**Problem to work on:** Transcribe the stretch of the items from the line containing "TARGET: boy's hand" through the end of the items, with that first line included. Reproduce every character without change.
▬▬▬
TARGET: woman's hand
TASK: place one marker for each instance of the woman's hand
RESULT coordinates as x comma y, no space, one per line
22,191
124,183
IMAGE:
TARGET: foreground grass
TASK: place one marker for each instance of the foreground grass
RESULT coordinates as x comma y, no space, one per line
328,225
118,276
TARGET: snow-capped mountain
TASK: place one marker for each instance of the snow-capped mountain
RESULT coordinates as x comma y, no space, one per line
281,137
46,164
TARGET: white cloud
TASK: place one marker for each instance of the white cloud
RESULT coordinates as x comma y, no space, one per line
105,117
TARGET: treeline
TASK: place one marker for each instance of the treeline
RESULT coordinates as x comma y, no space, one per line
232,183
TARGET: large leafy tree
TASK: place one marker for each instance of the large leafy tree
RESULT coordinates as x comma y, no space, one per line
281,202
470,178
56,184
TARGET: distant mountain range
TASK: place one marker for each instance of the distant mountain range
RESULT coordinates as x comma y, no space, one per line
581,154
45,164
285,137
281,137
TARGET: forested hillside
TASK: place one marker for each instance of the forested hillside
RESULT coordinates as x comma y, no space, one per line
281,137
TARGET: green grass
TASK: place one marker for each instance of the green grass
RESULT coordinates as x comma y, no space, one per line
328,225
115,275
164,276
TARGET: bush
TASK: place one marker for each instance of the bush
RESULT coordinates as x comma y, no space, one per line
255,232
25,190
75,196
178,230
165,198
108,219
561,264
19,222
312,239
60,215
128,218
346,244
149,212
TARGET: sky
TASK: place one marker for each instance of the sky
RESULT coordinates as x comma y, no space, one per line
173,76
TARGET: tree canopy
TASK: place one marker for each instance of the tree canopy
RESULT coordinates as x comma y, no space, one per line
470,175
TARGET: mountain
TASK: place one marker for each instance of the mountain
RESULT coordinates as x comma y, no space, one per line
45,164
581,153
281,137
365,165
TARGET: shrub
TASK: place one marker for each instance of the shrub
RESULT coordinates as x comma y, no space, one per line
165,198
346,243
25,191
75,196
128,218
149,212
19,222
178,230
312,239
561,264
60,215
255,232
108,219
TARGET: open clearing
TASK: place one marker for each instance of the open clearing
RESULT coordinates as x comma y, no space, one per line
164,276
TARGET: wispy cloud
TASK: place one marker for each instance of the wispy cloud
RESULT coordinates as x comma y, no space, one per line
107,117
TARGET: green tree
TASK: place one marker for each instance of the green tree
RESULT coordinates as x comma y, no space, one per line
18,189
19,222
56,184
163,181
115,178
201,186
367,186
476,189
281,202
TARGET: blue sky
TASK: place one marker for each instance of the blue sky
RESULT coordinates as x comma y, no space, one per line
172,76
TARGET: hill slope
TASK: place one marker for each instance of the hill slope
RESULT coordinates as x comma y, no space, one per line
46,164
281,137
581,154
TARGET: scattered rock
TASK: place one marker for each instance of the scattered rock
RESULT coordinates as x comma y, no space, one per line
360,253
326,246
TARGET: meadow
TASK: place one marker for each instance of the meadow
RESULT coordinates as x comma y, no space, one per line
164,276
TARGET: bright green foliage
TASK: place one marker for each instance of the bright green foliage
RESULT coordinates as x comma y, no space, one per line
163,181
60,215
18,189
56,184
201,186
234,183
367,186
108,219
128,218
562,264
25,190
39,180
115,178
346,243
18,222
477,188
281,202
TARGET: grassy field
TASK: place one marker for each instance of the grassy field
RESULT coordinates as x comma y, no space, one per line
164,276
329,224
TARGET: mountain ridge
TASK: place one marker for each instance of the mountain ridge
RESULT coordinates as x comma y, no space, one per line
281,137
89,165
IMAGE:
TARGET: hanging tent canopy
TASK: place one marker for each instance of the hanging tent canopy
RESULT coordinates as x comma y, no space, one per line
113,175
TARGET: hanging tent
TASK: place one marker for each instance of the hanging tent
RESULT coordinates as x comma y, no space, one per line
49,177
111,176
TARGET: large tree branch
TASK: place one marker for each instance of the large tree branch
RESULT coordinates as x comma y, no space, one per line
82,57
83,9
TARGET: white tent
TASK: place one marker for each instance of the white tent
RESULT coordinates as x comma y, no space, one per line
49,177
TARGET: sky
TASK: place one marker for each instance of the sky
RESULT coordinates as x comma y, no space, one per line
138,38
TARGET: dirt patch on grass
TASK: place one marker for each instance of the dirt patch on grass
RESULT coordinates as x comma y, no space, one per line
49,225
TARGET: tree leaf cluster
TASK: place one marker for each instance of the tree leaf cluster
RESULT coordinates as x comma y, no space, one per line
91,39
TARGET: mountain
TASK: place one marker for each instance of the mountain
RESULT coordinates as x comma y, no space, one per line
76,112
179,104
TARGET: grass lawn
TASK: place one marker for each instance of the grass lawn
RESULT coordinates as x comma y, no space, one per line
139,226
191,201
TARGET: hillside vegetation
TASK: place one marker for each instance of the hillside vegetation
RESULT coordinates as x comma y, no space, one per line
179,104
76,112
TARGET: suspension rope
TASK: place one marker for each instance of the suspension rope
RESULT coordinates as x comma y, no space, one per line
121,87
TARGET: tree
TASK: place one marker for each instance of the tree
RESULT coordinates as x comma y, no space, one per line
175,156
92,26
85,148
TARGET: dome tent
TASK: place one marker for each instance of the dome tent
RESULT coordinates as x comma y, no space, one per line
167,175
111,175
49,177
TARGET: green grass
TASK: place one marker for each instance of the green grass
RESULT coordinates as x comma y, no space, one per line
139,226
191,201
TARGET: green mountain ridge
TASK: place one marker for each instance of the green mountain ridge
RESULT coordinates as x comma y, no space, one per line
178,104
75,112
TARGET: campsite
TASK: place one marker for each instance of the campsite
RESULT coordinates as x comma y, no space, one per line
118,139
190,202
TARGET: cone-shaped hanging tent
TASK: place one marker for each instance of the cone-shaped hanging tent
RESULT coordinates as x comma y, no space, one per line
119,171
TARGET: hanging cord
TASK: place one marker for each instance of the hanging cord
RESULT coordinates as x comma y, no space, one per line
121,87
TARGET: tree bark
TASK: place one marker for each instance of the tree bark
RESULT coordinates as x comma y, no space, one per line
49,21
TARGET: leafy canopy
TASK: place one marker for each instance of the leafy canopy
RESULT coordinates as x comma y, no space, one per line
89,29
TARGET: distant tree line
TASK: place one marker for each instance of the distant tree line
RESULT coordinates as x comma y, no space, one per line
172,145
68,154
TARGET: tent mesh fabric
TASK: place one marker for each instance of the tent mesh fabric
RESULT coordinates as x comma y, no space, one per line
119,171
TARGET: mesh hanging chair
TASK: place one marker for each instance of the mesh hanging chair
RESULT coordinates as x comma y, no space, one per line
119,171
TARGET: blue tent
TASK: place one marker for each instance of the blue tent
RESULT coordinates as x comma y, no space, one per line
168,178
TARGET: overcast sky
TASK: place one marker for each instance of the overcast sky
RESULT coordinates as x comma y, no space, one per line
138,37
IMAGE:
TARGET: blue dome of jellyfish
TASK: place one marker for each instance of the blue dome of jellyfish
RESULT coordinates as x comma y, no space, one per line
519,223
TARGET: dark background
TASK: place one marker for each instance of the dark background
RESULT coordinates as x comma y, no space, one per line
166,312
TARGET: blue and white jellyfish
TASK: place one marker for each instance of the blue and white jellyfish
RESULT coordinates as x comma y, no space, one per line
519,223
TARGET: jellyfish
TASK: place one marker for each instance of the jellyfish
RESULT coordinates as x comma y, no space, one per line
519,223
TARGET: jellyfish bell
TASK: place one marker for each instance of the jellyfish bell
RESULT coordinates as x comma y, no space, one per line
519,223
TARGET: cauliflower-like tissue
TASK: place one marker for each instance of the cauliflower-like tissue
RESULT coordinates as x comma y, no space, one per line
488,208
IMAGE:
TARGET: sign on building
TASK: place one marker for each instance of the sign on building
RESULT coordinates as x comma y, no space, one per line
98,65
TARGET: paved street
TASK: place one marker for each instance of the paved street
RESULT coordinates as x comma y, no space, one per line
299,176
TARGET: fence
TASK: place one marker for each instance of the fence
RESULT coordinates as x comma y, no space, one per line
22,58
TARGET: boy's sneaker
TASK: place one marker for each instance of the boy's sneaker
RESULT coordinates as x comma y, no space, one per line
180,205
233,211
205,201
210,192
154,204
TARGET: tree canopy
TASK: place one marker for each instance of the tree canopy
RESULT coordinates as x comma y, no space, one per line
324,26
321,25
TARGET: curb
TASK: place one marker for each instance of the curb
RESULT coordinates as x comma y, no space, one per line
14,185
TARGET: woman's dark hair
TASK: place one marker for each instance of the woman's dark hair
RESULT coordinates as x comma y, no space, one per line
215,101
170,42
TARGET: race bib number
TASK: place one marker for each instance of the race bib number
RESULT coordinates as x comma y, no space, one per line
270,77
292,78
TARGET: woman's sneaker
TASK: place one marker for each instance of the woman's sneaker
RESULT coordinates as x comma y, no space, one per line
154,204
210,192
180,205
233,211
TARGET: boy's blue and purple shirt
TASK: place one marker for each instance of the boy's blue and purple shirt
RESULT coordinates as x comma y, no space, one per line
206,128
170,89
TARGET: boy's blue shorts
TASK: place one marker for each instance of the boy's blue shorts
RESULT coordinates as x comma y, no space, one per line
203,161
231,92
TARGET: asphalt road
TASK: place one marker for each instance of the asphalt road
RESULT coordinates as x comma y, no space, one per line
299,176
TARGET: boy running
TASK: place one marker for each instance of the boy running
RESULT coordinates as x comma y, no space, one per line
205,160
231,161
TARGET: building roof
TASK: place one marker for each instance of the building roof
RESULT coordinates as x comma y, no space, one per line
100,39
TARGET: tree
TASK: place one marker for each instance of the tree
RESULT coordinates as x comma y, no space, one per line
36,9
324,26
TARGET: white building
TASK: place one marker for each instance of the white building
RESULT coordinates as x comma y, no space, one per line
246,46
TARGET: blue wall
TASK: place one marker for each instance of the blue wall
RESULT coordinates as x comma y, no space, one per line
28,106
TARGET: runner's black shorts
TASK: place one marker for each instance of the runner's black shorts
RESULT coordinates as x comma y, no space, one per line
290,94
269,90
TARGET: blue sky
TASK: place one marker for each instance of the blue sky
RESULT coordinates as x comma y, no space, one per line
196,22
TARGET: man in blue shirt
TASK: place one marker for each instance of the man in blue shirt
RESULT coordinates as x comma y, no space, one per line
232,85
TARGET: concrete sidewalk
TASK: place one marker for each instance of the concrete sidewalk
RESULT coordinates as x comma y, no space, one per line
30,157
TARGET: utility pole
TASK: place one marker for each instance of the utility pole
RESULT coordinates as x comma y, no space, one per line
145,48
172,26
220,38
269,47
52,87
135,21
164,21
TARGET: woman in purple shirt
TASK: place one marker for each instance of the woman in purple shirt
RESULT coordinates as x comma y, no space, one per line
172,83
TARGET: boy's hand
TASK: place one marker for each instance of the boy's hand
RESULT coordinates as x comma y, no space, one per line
▬▬▬
**Output below:**
TARGET: boy's hand
TASK: place one marker for each instance of the boy's hand
RESULT coordinates as x comma y, no space, one per line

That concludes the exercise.